# TEXT SEGMENT
-- BEGIN --
61st Street is an American legal drama television series created by Peter Moffat that premiered on AMC on April 10, 2022. A second and final season was produced; however, in January 2023, AMC decided against airing it.

Premise
Moses Johnson, a promising, black high school athlete, is swept up into the infamously corrupt Chicago criminal justice system. Taken by the police as a supposed gang member, Johnson finds himself and his lawyer Franklin Roberts in the eye of the storm as police and prosecutors seek revenge for the death of an officer during a drug bust gone wrong.

Cast and characters

Main
 Courtney B. Vance as Franklin Roberts
 Tosin Cole as Moses Johnson
 Bentley Green as Joshua Johnson
 Holt McCallany as Lt. Brannigan
 Aunjanue Ellis as Martha Roberts
 Andrene Ward-Hammond as Norma Johnson
 Mark O'Brien as Officer Logan

Recurring
 Patrick Mulvey as Michael Rossi
 Rebecca Spence as Jessica Rossi
 Jarell Maximillian Sullivan as David Roberts
 Matthew Elam as TJ
 Ben Barten as James Frater
 Kamal Angelo Bolden as Young
 Emily Althaus as Nicole Carter
 Julian Parker as Dante Blake
 Jerod Haynes as Big Phil
 Malkia Stampley as Marisol
 Rashada Dawan as Janet Porter
 Madison Dirks as Marty Gallagher
 Morocco Omari as Speak
 Sammy A. Publes as Coach Angelo
 Michael Patrick Thornton as Michael Patrick Thornton
 Jayson Lee as Calvin Harris
 Al'Jaleel McGhee as Lotty
 Antonie Pierre as Deputy Moss

Episodes

Production

Development
In February 2019, AMC began development on 61st Street which was created by Peter Moffat who is executive producing alongside Michael B. Jordan and Alana Mayo. In October 2019, AMC greenlighted the series and gave it a two-season order, with each season consisting of eight episodes. Series star Courtney B. Vance serves as an executive producer.
-- END --
[Labeled-object pointing entries]
-- BEGIN --
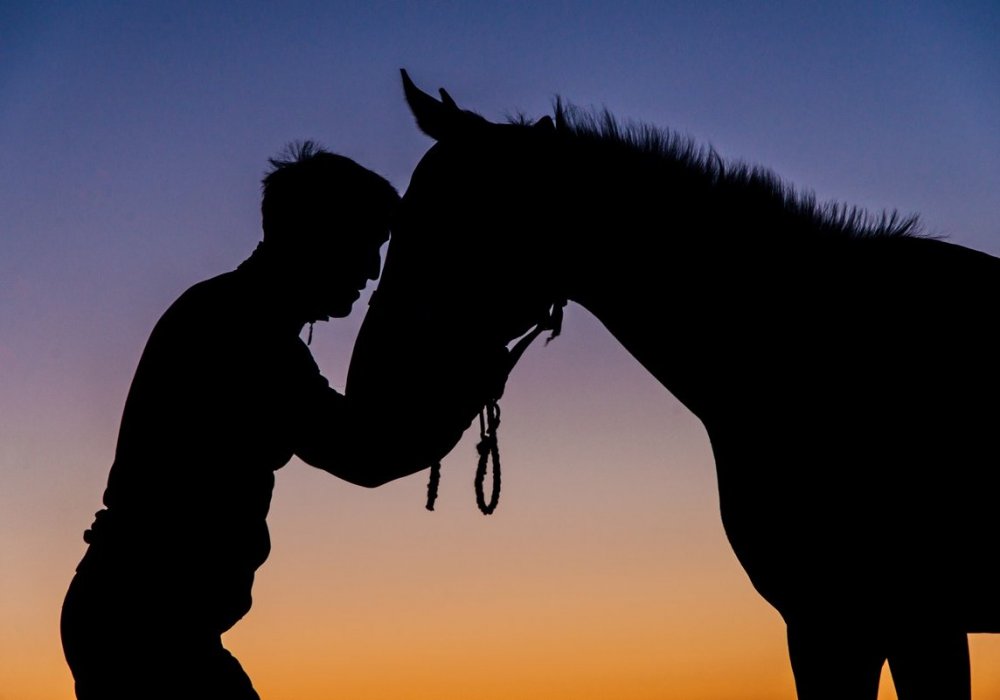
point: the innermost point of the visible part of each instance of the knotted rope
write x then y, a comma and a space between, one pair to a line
489, 421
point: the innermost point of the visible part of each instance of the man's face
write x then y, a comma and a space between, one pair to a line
346, 266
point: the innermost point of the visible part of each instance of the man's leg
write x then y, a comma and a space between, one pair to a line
119, 647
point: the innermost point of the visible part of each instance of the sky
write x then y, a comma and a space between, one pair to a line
133, 139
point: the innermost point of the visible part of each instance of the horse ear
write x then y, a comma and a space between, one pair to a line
431, 115
446, 99
545, 124
436, 118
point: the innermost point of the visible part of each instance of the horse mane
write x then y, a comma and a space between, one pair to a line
667, 150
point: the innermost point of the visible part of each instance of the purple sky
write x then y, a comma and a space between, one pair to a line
133, 141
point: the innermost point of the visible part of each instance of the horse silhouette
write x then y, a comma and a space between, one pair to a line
843, 363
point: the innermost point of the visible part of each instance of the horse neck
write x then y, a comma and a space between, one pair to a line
683, 274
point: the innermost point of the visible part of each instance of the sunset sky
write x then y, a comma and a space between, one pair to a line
132, 142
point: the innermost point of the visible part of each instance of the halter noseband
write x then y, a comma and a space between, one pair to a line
489, 420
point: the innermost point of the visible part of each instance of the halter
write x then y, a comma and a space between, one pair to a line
489, 421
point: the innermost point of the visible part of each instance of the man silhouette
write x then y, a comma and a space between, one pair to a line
226, 393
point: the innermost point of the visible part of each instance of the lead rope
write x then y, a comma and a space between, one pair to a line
489, 421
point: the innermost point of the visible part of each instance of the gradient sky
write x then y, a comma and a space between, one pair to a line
133, 140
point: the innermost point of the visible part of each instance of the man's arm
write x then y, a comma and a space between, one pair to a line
370, 444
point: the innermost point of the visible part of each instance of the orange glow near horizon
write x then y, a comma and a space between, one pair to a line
605, 571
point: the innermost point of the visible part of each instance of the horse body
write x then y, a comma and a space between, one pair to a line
842, 366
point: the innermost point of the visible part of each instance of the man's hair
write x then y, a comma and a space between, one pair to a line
309, 186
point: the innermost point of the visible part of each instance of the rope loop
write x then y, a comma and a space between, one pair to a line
489, 421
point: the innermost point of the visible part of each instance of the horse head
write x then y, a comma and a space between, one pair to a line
470, 267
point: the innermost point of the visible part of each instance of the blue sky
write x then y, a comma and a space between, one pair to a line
134, 135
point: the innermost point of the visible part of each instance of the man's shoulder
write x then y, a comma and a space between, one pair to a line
209, 298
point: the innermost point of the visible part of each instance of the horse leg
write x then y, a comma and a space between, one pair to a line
834, 663
931, 664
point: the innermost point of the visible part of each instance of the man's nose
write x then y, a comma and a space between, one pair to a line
374, 265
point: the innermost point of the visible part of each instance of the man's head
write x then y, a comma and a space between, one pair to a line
325, 218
-- END --
# TASK INSTRUCTIONS
(1) Repeat the stretch of the 61st Street article from "61st Street is" through "against airing it.", swapping "final" for "last".
(2) List every person the 61st Street article names as an executive producer of the series.

# ANSWER SET
(1)
61st Street is an American legal drama television series created by Peter Moffat that premiered on AMC on April 10, 2022. A second and last season was produced; however, in January 2023, AMC decided against airing it.

(2)
Peter Moffat
Michael B. Jordan
Alana Mayo
Courtney B. Vance